[Position identification records]
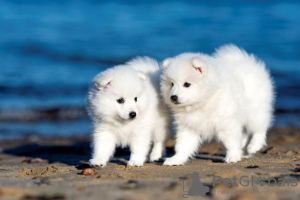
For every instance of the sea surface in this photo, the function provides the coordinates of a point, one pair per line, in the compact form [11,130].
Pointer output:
[51,49]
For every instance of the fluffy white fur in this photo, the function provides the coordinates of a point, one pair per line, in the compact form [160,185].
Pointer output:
[137,82]
[230,98]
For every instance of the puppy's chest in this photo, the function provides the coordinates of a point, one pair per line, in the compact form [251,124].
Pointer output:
[196,121]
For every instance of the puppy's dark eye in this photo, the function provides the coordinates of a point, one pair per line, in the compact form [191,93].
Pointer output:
[186,84]
[120,101]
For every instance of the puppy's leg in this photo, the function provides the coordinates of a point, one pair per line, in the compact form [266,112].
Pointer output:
[186,145]
[139,147]
[232,140]
[104,144]
[258,140]
[159,139]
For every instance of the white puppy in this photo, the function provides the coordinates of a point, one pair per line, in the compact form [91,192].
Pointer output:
[126,109]
[228,96]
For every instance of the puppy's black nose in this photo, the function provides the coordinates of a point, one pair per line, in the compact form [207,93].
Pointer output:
[132,115]
[174,98]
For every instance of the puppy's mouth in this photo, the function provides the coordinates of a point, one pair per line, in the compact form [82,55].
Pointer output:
[176,102]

■ Goal
Copy out, unchanged, the portion of the data above that begins with the line containing "For every instance of the puppy's mouth" and continues to the end of the data, including both ends.

■ Solution to the problem
For every instance of the puppy's mouth in this photo, the function provides the coordinates of a point, one pair per line, in the compact form [82,55].
Pointer output:
[176,102]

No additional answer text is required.